-- start --
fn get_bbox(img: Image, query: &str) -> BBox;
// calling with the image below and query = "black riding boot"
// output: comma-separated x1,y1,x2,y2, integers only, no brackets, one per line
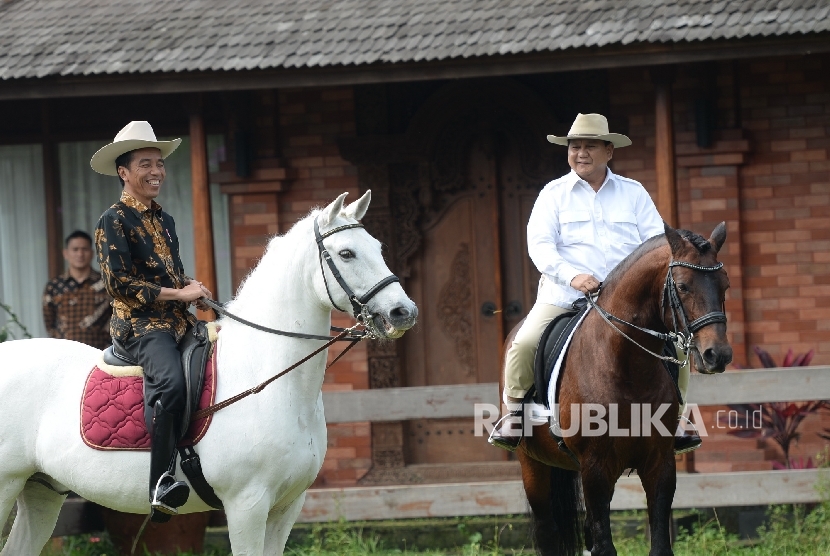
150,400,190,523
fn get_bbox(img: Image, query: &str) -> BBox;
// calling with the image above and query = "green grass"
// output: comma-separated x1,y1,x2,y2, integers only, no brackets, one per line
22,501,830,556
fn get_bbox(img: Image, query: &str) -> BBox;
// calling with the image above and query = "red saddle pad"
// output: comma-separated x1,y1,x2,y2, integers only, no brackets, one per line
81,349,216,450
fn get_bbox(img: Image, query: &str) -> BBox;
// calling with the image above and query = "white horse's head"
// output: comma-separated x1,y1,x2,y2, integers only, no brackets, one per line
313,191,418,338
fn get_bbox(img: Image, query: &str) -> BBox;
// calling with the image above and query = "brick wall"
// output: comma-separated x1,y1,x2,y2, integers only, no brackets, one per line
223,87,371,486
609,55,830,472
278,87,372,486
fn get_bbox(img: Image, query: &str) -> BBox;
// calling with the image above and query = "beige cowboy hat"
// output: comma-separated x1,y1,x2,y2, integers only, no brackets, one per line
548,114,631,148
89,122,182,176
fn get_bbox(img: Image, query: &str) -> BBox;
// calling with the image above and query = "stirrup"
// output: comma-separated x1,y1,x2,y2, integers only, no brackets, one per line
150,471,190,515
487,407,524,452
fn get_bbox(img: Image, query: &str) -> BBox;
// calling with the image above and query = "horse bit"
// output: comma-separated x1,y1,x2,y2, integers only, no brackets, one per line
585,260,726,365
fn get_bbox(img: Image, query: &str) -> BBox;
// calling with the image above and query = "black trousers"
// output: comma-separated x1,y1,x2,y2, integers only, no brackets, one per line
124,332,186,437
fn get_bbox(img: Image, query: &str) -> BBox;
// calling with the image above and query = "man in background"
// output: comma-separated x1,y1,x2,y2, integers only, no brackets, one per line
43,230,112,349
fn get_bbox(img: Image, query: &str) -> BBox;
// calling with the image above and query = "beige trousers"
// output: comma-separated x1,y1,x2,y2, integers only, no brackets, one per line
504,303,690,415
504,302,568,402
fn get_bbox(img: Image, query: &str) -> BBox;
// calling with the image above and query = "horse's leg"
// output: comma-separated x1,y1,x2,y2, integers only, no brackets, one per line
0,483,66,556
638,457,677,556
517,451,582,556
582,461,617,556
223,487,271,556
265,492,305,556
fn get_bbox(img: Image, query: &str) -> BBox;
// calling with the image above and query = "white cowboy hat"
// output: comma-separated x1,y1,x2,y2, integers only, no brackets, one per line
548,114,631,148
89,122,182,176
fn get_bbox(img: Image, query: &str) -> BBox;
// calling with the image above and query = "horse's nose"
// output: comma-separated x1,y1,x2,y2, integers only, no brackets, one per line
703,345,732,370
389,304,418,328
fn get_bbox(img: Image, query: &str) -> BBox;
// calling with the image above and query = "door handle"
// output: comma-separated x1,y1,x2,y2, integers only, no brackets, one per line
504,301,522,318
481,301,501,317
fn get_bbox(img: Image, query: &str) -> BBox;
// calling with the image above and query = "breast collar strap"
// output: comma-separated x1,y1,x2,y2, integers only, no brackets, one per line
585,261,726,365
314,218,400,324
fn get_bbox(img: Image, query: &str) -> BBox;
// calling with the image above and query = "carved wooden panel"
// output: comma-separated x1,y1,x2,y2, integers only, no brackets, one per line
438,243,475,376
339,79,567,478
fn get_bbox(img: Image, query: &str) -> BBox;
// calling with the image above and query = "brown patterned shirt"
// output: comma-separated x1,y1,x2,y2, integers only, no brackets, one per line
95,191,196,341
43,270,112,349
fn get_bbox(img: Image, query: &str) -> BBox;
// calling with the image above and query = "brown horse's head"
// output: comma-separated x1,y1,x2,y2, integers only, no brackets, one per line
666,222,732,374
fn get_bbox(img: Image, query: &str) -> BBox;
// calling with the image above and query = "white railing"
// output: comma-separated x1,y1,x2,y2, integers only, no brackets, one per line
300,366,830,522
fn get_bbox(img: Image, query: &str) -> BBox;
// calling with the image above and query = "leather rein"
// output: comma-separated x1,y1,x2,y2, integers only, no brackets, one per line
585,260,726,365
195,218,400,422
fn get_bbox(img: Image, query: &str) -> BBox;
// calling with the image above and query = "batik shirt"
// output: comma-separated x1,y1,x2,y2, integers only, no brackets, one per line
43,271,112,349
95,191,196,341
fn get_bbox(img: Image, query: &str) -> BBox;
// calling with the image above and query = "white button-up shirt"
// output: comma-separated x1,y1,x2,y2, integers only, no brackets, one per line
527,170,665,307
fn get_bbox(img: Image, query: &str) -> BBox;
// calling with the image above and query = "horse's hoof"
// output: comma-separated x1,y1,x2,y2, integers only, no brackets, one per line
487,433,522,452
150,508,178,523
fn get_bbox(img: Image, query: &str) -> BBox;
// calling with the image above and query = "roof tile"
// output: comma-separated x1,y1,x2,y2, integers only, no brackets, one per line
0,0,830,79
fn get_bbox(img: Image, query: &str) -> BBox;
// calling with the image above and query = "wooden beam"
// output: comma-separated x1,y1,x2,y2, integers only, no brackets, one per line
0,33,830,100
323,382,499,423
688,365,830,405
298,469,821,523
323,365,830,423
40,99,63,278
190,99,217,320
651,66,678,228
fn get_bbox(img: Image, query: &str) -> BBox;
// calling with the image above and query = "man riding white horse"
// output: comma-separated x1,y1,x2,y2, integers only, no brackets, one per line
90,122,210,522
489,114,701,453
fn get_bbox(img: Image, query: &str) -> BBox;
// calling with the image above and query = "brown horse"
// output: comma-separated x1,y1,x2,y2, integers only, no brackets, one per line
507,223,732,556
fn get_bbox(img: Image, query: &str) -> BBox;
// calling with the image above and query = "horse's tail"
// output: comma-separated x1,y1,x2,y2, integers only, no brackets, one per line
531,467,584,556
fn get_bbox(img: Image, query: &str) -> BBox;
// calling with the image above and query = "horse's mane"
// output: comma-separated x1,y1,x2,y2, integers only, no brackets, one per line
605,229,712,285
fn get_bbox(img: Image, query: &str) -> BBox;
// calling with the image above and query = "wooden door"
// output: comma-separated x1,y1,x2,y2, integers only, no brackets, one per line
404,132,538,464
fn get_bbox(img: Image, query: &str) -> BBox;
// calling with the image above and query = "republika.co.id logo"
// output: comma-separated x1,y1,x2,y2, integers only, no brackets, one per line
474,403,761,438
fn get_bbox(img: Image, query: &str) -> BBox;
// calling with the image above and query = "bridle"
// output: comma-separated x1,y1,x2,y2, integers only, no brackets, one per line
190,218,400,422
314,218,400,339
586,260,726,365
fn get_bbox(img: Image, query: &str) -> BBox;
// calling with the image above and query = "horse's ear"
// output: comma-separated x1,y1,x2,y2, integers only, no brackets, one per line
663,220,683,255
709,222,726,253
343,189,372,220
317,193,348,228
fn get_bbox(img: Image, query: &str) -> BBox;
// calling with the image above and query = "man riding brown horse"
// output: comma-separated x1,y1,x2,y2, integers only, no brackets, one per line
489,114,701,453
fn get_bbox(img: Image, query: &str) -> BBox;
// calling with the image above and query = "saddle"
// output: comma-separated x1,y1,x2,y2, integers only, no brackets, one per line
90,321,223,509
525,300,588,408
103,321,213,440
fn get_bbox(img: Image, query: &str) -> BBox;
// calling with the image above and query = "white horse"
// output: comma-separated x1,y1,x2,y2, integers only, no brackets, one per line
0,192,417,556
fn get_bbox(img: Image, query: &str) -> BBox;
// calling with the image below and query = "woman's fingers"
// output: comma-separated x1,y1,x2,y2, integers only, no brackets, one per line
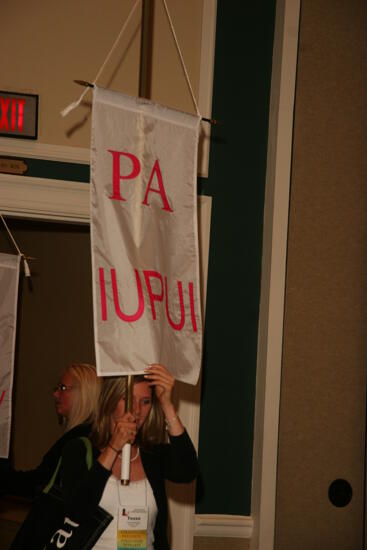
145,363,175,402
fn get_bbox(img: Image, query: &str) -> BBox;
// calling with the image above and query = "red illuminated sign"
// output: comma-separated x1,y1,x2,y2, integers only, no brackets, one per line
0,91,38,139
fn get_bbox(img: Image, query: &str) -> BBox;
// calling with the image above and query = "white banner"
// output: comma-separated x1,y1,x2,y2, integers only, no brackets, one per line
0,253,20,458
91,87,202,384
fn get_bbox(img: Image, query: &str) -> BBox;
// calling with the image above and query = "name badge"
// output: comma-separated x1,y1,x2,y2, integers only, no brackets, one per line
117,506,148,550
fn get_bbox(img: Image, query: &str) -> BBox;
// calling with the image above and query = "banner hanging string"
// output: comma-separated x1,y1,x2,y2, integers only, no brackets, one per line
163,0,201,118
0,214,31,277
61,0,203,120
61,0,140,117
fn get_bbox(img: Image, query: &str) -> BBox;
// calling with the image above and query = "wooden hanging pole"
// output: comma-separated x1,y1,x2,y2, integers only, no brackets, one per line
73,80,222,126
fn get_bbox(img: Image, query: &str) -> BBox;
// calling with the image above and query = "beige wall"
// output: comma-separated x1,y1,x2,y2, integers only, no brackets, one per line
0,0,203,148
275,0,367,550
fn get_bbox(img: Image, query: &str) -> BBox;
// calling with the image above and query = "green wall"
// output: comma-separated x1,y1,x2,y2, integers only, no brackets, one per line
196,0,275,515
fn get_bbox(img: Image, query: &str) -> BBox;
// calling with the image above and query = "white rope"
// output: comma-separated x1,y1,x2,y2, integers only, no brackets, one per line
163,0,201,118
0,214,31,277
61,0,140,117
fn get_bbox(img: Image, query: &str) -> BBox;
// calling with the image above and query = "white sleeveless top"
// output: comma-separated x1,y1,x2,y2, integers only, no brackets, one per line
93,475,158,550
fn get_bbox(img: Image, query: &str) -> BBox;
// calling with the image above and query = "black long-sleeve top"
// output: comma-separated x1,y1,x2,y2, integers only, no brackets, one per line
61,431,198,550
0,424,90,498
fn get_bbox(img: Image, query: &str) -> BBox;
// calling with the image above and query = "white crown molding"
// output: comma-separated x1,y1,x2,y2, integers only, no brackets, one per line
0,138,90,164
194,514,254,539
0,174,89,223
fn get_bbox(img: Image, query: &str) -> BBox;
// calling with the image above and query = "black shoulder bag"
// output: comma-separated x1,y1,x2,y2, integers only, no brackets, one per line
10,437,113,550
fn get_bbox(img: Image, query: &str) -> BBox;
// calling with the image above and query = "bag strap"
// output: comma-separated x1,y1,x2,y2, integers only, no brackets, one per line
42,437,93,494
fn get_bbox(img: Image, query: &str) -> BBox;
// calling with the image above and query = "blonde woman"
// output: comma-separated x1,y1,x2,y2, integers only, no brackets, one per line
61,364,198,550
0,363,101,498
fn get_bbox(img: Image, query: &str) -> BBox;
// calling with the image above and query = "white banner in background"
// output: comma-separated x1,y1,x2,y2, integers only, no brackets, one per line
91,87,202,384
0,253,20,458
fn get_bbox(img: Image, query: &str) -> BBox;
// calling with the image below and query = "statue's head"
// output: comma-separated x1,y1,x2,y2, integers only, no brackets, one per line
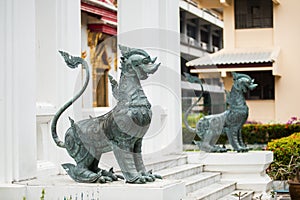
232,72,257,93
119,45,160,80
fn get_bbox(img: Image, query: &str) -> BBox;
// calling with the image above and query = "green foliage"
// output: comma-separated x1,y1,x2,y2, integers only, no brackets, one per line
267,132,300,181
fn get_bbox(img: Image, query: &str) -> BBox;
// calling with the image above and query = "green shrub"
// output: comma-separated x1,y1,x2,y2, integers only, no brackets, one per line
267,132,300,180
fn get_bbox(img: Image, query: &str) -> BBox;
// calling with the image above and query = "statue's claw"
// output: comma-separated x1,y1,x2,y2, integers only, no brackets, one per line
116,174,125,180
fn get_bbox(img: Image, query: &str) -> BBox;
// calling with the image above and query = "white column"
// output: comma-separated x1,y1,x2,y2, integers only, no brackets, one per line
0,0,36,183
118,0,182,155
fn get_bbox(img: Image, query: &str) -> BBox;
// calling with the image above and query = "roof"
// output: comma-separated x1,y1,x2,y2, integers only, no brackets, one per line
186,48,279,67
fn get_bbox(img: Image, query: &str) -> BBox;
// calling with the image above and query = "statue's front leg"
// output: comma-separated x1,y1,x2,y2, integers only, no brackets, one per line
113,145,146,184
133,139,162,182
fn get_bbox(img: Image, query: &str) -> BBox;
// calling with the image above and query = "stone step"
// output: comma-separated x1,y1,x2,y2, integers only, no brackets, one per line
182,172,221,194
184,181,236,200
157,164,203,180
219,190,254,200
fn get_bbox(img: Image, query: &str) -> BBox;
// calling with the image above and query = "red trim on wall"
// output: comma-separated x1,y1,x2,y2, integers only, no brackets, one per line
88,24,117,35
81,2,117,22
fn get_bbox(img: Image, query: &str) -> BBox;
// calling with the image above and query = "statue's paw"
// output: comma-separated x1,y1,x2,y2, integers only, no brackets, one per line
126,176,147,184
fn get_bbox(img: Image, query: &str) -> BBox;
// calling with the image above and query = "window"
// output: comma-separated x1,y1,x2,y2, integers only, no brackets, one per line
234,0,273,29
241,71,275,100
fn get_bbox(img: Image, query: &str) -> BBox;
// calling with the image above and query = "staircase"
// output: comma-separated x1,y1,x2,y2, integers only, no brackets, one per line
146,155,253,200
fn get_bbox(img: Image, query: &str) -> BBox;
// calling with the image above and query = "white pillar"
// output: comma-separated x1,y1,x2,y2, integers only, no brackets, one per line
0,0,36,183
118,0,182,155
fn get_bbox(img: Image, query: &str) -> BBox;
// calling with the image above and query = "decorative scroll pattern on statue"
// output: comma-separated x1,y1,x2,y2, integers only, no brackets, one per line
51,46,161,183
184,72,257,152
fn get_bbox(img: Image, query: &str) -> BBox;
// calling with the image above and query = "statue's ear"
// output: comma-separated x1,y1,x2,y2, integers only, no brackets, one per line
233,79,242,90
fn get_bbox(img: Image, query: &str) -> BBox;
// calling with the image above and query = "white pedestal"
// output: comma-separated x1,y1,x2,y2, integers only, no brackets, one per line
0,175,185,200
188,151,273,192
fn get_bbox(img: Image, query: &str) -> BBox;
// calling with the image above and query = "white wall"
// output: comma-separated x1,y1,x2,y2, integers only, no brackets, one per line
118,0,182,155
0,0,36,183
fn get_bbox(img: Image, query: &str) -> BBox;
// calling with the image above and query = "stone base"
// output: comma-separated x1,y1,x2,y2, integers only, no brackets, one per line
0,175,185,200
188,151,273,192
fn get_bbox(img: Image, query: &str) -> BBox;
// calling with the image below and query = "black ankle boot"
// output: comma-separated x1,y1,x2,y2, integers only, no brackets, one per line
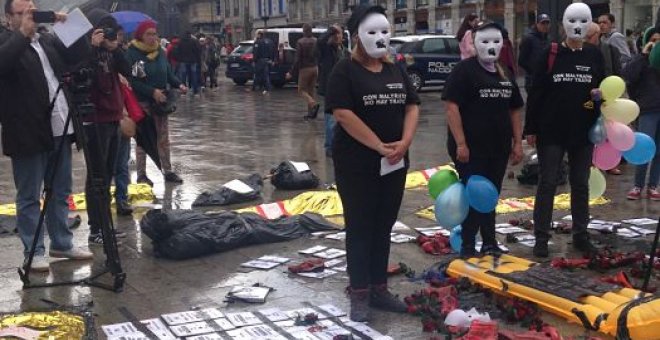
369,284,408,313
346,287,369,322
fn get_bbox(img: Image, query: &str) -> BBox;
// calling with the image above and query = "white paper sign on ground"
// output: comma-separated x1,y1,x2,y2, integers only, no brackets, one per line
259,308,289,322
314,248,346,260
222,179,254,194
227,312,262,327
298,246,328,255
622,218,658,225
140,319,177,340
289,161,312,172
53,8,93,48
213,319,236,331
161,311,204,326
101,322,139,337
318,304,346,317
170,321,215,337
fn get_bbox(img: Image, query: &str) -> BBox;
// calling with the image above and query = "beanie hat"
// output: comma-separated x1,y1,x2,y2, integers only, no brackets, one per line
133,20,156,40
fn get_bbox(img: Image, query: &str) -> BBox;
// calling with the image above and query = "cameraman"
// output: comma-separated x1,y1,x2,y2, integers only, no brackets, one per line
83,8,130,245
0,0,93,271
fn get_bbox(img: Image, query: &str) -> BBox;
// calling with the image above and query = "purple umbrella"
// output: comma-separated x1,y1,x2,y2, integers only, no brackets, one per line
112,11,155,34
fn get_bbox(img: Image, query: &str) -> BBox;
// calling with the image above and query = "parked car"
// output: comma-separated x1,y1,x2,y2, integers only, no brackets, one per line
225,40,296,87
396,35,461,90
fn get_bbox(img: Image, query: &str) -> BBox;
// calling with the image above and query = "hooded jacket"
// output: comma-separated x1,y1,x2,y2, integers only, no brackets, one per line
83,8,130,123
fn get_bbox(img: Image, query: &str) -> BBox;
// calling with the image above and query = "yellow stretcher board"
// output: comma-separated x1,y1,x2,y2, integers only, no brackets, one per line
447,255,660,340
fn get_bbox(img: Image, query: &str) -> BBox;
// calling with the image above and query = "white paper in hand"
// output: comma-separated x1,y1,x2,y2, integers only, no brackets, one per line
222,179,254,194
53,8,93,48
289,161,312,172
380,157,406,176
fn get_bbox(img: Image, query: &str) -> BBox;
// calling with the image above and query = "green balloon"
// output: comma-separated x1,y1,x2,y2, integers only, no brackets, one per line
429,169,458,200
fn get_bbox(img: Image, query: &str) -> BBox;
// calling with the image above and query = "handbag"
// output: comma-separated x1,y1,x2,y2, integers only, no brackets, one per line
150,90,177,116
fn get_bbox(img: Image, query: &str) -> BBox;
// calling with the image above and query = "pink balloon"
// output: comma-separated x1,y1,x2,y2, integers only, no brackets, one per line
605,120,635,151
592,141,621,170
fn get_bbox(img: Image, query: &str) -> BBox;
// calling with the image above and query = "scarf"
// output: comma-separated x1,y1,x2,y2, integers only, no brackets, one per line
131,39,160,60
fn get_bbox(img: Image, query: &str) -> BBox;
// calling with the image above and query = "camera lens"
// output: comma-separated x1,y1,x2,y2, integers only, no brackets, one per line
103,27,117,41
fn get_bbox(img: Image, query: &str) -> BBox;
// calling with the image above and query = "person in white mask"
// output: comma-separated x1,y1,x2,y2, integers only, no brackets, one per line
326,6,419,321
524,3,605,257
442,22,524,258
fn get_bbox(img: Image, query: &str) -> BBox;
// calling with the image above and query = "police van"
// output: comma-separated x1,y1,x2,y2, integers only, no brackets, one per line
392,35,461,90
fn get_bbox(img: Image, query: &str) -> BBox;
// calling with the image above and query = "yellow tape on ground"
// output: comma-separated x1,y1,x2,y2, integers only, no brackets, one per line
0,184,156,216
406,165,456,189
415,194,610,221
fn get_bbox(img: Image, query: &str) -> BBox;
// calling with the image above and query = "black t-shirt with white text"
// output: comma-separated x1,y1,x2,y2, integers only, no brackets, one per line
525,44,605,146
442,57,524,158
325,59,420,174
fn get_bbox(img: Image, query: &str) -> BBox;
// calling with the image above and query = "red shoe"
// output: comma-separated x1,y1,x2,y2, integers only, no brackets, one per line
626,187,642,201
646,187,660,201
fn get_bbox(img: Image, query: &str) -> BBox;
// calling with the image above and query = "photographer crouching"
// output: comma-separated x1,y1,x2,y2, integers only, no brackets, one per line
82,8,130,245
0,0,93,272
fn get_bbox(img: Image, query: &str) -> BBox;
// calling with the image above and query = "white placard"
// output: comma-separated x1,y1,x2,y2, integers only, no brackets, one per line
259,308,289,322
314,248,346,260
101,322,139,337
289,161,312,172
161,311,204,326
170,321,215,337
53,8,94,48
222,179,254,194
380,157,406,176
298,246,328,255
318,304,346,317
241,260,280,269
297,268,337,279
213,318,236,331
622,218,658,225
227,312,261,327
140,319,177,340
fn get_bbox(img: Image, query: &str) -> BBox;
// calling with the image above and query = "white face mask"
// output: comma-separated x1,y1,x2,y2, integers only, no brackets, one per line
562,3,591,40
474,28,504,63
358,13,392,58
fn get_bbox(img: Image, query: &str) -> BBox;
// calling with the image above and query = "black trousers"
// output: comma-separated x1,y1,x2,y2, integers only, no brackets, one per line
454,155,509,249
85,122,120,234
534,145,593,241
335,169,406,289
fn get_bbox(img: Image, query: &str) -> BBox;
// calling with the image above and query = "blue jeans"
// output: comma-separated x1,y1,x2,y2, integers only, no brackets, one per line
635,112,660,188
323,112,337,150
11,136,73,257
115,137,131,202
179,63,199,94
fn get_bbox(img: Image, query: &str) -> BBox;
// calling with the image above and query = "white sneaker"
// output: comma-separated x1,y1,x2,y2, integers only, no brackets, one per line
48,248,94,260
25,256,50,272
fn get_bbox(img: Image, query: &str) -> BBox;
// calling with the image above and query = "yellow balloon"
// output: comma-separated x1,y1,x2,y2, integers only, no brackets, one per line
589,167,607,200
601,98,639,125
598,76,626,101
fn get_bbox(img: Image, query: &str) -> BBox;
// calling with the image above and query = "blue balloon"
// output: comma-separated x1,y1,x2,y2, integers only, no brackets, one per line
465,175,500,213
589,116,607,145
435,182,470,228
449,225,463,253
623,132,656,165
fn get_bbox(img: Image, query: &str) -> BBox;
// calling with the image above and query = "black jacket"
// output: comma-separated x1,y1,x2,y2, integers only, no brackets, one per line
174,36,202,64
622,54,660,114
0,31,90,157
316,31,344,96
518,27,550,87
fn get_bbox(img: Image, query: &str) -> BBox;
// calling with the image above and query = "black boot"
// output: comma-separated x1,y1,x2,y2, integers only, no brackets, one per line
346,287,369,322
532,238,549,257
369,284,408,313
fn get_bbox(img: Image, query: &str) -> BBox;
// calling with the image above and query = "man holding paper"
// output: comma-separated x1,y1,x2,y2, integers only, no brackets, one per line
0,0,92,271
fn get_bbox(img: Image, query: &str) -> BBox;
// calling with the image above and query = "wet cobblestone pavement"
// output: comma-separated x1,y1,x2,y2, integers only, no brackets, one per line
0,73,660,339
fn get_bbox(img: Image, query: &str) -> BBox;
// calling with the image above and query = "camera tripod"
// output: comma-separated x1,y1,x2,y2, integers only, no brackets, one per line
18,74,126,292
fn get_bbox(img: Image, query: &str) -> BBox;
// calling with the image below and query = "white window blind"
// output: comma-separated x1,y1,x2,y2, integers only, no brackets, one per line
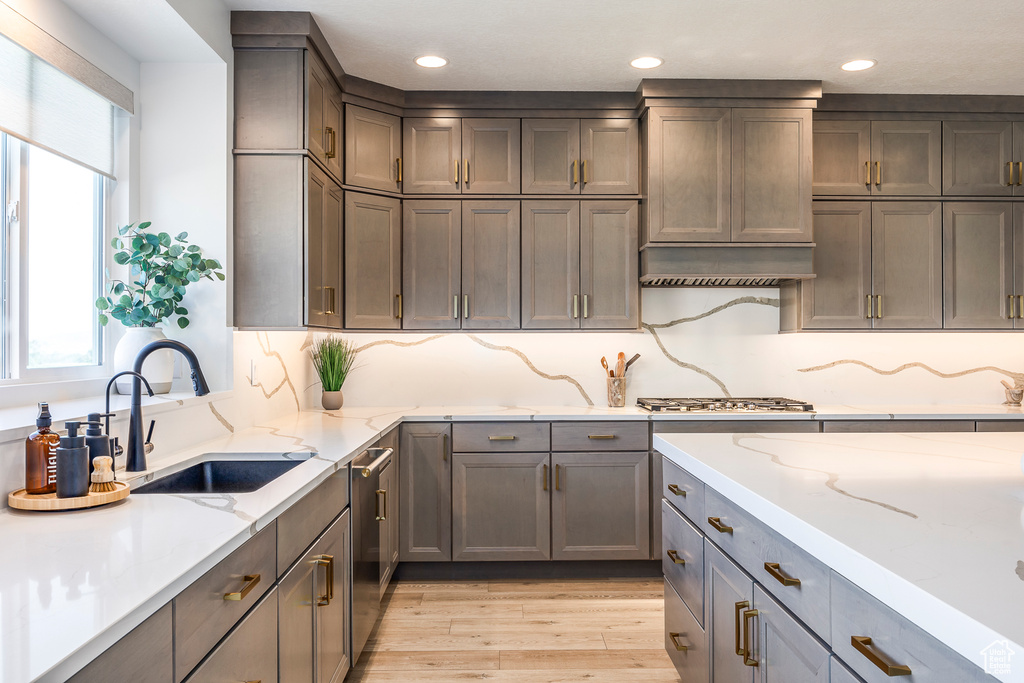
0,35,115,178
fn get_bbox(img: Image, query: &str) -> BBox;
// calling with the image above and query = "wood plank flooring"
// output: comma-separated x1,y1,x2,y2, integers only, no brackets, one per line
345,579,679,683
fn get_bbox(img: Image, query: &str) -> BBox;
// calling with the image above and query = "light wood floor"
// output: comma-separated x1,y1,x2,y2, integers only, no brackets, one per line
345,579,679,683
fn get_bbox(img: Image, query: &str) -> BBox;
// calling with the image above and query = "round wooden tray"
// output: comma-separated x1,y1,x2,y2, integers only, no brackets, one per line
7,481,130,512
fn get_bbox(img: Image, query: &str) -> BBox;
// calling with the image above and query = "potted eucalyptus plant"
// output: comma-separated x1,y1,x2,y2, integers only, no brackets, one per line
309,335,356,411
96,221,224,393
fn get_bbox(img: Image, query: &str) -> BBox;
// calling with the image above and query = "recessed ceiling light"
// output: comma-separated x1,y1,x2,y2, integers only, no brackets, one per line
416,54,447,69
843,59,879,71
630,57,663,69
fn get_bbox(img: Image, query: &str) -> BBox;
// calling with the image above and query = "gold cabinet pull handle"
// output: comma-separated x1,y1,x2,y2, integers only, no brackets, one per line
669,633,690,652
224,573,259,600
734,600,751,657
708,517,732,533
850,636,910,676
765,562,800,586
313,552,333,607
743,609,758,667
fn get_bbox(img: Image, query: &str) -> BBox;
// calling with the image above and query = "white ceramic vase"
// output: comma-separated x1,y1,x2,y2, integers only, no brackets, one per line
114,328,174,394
-- end --
Rescale the data from its first line through the line holding "124,332,186,437", inclusive, by rewriting every line with each bounding-box coordinate in the answers multiplied by 1.2 and rounded to a whole number, halves rounded up. Keep the requests and their x1,y1,x2,y2 format as they are, and omit the pictures.

fn get_bbox(img: Image, query: &str) -> BBox;
// calling with the image below and query = "black riding boot"
// output: comma-separated x1,y1,x2,y2, integers only, no brackets, one per line
180,480,228,628
fn get_bbox(img: Image, query: &str) -> BBox;
// calling with the image above and query = "green grass"
// output: comma-separated x1,y1,x2,y2, integers only, no brackets, one per line
26,601,996,667
fn get_bbox(img: Image, query: &str) -> BBox;
// calling with the image above and query = "red saddle pad"
// output: comma-separated x1,y1,x2,y2, integers only, no brackets, one per line
97,419,259,540
fn get_bbox(img: Image, query: &str) -> BBox;
// calling with the image above and query = "white horse's head"
// output: comma-separated x1,y1,x2,y2, integers only, no brackets, one per line
376,229,502,406
fn get_bbox(img: Image, query: &str) -> BBox;
// calling with the image above and query = "brick wall"
// output: comma-separated x1,y1,x2,y2, integers only, no brackets, one per line
268,104,445,583
731,66,996,566
334,104,446,583
fn get_bbox(img: Image, query: &str) -> BBox;
// calling with the image above and query = "beige cowboy hat"
// output: comma-separated x1,y1,x2,y2, integers only, no brackets, one per line
658,137,757,178
107,146,218,211
fn get_bbox(img: Image, query: &str) -> BBox;
// calling with the image above and query = "stirrup"
// output: comma-separated x1,y1,x2,y2, integers only, no brackets, one per line
180,565,228,618
584,488,629,542
fn get_bbox(img: Image, query: &str) -> BBox;
// calling with the image above and query = "horse bit"
// output: comma-separated x1,y1,x2,y2, integers only, no brackets, one per line
702,312,871,438
fn get_bbox(img: Image, query: &str) -> BBox;
// calling with the image above and query = "black trousers"
// output: comma-separated x1,y1,x2,y2, integers only, no brackets, one per line
149,398,223,524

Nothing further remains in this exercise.